(Dataset records)

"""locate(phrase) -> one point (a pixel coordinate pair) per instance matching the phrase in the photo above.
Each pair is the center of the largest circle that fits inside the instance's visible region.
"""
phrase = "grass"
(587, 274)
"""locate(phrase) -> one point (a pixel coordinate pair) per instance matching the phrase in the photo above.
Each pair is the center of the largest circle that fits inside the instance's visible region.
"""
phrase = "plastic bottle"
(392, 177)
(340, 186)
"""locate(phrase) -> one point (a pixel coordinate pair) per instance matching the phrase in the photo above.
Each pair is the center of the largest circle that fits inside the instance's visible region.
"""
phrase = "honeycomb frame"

(End Dataset records)

## What to work on
When the entries above are retyped, each line must stay exactly as it is.

## Task answer
"""locate(phrase) -> one point (a pixel coordinate pair) per instance matching the phrase in the photo above.
Each pair is the center of the largest circle that fits inside the instance's visible region.
"""
phrase = "grass"
(587, 274)
"""locate(phrase) -> one point (a pixel coordinate pair) per instance matching the phrase in the photo above.
Each pair is the center of the largest circle that fits inside the instance's visible region.
"""
phrase = "plastic bottle"
(392, 177)
(340, 186)
"""locate(phrase) -> one point (a pixel coordinate pair) per instance matching the phrase in the photo above.
Each pair is the center of the largest circle that fits inside the instance's visible region.
"""
phrase = "honeycomb frame"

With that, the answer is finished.